* START PAGE EXCERPT *
The Roman Catholic Church is the largest Christian church, with 1.39 billion baptised Catholics worldwide as of 2024. Although completely excluded from the hierarchy since its inception, nowadays women are playing significant roles in the life of the Catholic Church. It is also said that motherhood and family have been given an exalted status, and that the marital infidelity of men is seen as being equally sinful to that of women! There’s progress.

In times gone by when young unmarried women presented themselves in a pregnant state, unless they had the good sense to get out of the country and the financial means to do so they were shipped off to institutions that took in such outcasts. And outcasts they were, taken care of by nuns at the behest of the Catholic Church. No exalted status then for motherhood and family. They were the sinners. The men who had impregnated them were never heard of, and neither church nor state demanded that they be named, whether boyfriends or close family members. Back then the church had always proclaimed that ‘’The family that prays together, stays together’’.

While not every Catholic living in Northern Ireland is an IRA supporter, its also certain that not every Muslim in the world supports Hamas. Back in 1987 the then Israeli prime-minister Yitzhak Shamir stated that compromise with the Palestinians was not possible, as there ‘’was a form of warfare against Israel, and against the Arabs who want to live in peace with us’’.

The Koran is the revelations of God (Allah) to the prophet Mohammed, and is interpreted differently depending on which Muslim one speaks to. Some will say that the Koran is peaceful, that it simply instructs Muslims to ‘’call non-believers to Islam’’. However, more militant Muslims say that if non-believers fail to convert then they must be fought, or killed! As in any translation the original language is not always easy to render into English, and some translations of the Koran use more temperate language than others. The Muslim world itself contains many people from both sides of the divide, temperate and militant. Some translations read ‘’Allah is the enemy of the unbelievers’’. ‘’O you who believe! Do not take the Jews and the Christians for friends’’. ‘’Those who disbelieved from among the children of Israel were cursed’’.

The Palestinian religious, academic and political elites teach an ideology of virulent hatred of the Jews, with their killing being presented both as a religious obligation, and as a necessary self defence for all of mankind. Allah is said to have sent a message through the prophet Mohammed that killing a Jew is a necessary step to bring resurrection. ‘’Kill a Jew, and go to heaven’’. The Palestinian Authority elites have built a three-stage case against Jewish existence. Stage 1; The collective labelling of Jews as the enemies of Allah. Stage 2 teaches that because of their immutable traits, Jews represent an existential danger to all humanity. Stage 3 presents the necessary solution; the annihilation of the Jews, as a service to god and mankind.
* END PAGE EXCERPT *
# REQUIRED WORK
A: Reproduce the stretch of the essay on religion from "The Roman Catholic" through "women! There’s progress.".
B: According to the essay on religion, how many baptised Catholics were there worldwide as of 2024?
C: Continue the essay on religion, starting right after its final sentence.
* START RAW DATA *
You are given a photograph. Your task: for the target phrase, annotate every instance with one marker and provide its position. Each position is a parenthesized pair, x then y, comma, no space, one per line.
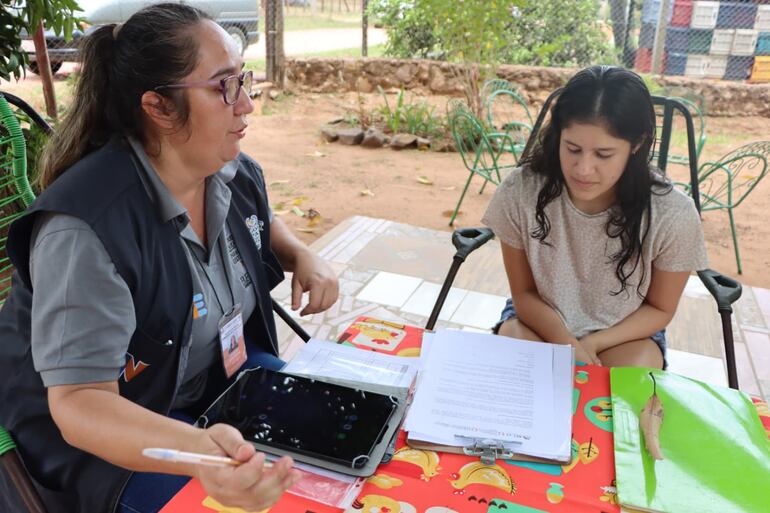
* END RAW DATA *
# ANSWERS FOR THE EXERCISE
A:
The Roman Catholic Church is the largest Christian church, with 1.39 billion baptised Catholics worldwide as of 2024. Although completely excluded from the hierarchy since its inception, nowadays women are playing significant roles in the life of the Catholic Church. It is also said that motherhood and family have been given an exalted status, and that the marital infidelity of men is seen as being equally sinful to that of women! There’s progress.

B: 1.39 billion.

C:
Ahmad Abu Halabiyah, Rector of Advanced Studies at the Islamic University, had this to say in 2005 on PA television; ‘’We Muslims have ruled the world (certainly, a large part of it during the Ottoman Empire) in the past, and a day will come, by Allah, when we shall rule the world again. We shall rule America, Britain, we shall rule the entire world. The Jews will not live under our rule agreeably and permanently, since they have been treacherous in nature throughout history. We shall have relief from the Jews. Listen to your Beloved who tells you about the most dire end awaiting the Jews’’.

In 2011 Atallah Abu Al-Subh, former Hamas Minister of Culture, stated ‘’The Jews are the most despicable and contemptible nation to crawl upon the face of the earth, because they have displayed hostility to Allah’’. In 2009 Hamas leader Mahmoud Al-Zahhar proclaimed that Hamas ‘’must lay the foundation for a tomorrow without Zionists’’, while one year on he was boasting ‘’We have liberated Gaza, but have we recognised Israel? Have we given up our lands occupied in 1948? We will not recognise the Israeli enemy’’.

There are many striking parallels between most of the Palestine Authority statements and the old Nazi ideology, as Hitler had used similar justification for his hatred of the Jews. And while the Palestinian Authority does not hide its plans the world remains apathetic, which is a clear repetition of the world’s indifference to Hitler’s open call for genocide back in the day. Justice Robert H. Jackson, who took part in the Nuremberg trials, remarked back then ‘’When the Nazi plans were boldly proclaimed, they were so extravagant that the world refused to take them seriously’’. Or could it have been that most of the world simply didn’t care?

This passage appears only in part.